_Work instructions_
1. In the Jonathan Kipnis article, restate the passage from "Jonathan Kipnis is" to "and Rett syndrome.", swapping "neuroscientist" for "neuroimmunologist".
2. Which specific diseases or disorders does the Jonathan Kipnis article mention by name?

_Extract provided_
Jonathan Kipnis


Jonathan Kipnis is a neuroscientist and professor of pathology and immunology at the Washington University School of Medicine. His lab studies interactions between the immune system and nervous system,. He is best known for his lab's discovery of meningeal lymphatic vessels in humans and mice, which has impacted research on neurodegenerative diseases such as Alzheimer's disease and multiple sclerosis, cognitive and mental disorders, and neurodevelopmental disorders such as autism and Rett syndrome.

Education and career

Kipnis received his bachelor's degree in biology from Tel Aviv University. He received his PhD in neurobiology and neuroimmunology from the Weizmann Institute of Science, where he was advised by Michal Schwartz. He was awarded a Prize of Excellence from the Knesset in 2004. Kipnis joined the University of Virginia School of Medicine in 2007, where he later became a Harrison Distinguished Professor and chair of the department of neuroscience. He also directed the Center for Brain Immunology and Glia at UVA. In 2019, he accepted an offer to join the Washington University School of Medicine faculty via the BJC Investigators Program. He is primarily appointed in the department of pathology and immunology, and secondarily appointed in neurology, neuroscience, and neurosurgery.

Discoveries

Meningeal lymphatic vessels

Kipnis is credited with the 2014 discovery of meningeal lymphatic vessels, a recently discovered network of conventional lymphatic vessels located parallel to the dural sinuses and meningeal arteries of the mammalian central nervous system. As a part of the lymphatic system, the meningeal lymphatics are responsible for draining immune cells, small molecules, and excess fluid from the CNS and into the deep cervical lymph nodes.

_Stored data_
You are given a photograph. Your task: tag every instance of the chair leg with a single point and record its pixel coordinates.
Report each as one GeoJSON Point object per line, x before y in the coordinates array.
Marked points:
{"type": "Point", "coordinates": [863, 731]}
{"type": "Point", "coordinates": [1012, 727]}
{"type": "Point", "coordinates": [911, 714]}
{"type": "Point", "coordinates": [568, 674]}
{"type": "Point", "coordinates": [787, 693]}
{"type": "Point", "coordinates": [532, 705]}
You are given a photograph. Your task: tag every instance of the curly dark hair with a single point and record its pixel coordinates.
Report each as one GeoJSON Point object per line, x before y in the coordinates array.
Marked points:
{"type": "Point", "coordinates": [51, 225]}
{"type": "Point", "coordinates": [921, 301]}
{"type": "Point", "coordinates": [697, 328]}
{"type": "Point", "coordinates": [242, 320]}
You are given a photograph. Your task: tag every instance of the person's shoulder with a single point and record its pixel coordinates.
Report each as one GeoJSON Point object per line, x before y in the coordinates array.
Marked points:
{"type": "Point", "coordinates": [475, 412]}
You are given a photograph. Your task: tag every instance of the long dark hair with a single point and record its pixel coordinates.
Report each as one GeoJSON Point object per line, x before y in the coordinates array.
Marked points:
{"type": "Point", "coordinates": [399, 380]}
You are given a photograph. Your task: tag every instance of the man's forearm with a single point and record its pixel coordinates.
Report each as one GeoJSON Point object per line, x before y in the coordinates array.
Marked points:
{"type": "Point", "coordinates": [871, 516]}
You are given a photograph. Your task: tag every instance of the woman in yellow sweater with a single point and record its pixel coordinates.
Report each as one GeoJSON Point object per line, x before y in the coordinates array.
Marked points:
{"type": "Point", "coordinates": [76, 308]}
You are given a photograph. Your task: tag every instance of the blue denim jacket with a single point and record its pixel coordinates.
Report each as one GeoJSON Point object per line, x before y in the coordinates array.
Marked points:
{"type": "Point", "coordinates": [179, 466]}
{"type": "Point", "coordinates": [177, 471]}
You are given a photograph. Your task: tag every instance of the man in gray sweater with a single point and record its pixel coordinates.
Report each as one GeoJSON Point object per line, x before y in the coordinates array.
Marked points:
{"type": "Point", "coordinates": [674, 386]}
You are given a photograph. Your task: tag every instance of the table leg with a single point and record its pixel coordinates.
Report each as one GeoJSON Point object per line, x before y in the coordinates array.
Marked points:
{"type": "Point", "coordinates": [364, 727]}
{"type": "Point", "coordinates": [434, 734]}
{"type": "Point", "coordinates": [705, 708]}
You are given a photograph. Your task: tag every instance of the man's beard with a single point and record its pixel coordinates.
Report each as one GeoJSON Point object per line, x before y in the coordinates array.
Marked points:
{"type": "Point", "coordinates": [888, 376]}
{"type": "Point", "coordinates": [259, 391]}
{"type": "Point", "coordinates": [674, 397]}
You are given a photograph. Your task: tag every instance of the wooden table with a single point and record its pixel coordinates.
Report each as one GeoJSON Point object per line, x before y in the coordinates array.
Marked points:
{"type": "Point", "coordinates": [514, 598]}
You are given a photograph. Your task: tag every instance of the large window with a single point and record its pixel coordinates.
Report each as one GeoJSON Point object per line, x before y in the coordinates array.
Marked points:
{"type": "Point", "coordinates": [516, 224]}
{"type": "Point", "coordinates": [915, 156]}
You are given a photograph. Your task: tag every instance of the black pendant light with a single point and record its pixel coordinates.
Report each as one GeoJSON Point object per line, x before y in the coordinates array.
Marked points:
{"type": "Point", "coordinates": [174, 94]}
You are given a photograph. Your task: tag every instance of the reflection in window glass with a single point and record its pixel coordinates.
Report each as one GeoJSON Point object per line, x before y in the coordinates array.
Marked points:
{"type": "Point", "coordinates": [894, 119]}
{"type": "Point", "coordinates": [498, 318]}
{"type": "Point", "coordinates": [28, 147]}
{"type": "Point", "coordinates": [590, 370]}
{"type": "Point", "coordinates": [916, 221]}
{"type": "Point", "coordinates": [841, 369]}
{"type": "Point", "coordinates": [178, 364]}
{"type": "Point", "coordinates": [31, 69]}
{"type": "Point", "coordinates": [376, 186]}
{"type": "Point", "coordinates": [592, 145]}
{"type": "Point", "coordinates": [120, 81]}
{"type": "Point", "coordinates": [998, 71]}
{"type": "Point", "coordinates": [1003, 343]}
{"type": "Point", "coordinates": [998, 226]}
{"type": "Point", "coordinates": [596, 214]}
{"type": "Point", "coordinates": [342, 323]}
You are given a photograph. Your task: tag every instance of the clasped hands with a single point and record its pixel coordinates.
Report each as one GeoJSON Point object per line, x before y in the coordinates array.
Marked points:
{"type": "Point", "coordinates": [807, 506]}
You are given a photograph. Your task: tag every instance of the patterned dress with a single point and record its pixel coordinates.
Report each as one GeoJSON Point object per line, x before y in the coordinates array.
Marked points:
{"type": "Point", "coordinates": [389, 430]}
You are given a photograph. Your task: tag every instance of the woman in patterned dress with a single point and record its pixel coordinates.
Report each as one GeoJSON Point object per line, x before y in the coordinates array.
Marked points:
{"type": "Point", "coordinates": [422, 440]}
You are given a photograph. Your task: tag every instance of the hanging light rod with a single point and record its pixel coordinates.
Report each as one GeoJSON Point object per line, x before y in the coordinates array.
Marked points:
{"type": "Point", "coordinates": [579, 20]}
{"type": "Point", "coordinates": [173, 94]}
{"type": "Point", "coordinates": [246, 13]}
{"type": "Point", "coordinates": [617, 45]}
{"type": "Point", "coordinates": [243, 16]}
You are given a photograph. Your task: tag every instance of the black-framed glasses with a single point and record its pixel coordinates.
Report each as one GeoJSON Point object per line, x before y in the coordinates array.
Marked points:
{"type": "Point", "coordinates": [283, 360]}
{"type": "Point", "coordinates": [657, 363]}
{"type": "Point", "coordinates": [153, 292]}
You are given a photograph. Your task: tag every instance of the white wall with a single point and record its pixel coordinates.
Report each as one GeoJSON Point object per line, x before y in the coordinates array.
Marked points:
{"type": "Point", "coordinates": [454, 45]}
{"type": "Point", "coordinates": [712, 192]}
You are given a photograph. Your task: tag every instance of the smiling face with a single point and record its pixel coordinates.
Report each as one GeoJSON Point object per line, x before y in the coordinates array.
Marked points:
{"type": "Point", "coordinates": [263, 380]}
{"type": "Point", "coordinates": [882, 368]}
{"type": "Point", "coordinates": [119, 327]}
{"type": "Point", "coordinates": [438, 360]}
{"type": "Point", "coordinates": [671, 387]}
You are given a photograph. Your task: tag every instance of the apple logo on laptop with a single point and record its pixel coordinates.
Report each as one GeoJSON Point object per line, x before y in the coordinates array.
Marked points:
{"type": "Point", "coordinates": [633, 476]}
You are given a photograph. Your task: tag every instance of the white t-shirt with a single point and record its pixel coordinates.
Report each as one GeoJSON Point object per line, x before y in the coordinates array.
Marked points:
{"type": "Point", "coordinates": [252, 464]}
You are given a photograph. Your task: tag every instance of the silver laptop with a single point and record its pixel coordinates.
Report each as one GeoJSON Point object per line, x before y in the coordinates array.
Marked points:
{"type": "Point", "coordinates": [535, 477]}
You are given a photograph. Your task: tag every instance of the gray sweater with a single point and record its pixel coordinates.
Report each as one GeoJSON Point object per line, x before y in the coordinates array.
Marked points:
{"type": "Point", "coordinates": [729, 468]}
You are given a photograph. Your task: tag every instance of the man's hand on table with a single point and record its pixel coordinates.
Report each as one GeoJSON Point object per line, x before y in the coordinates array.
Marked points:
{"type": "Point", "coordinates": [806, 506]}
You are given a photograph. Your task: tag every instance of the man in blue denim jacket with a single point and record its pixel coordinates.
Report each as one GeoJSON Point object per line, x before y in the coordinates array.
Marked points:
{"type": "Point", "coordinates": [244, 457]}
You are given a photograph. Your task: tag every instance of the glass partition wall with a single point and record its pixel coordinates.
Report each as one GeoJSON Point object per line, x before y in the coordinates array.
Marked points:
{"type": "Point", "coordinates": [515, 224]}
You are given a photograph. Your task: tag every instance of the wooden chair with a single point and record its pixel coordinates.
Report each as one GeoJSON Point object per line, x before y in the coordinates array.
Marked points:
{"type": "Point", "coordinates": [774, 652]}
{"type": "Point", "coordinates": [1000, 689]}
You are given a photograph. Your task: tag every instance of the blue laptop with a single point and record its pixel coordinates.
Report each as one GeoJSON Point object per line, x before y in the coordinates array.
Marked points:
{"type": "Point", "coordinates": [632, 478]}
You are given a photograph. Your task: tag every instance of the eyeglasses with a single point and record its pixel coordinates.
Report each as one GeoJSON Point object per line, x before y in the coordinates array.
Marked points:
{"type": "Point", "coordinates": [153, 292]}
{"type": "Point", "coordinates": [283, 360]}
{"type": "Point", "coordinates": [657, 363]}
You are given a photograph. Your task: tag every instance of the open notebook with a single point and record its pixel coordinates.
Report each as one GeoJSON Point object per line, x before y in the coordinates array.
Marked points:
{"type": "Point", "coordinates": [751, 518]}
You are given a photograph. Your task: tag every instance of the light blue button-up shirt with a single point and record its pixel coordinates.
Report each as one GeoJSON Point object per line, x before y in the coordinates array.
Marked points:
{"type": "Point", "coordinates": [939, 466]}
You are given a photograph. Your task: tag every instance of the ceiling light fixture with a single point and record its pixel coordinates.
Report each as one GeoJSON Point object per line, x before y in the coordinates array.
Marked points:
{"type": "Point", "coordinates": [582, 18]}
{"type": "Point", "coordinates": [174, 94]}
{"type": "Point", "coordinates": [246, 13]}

_Completed exercise_
1.
Jonathan Kipnis is a neuroimmunologist and professor of pathology and immunology at the Washington University School of Medicine. His lab studies interactions between the immune system and nervous system,. He is best known for his lab's discovery of meningeal lymphatic vessels in humans and mice, which has impacted research on neurodegenerative diseases such as Alzheimer's disease and multiple sclerosis, cognitive and mental disorders, and neurodevelopmental disorders such as autism and Rett syndrome.

2.
- Alzheimer's disease
- multiple sclerosis
- autism
- Rett syndrome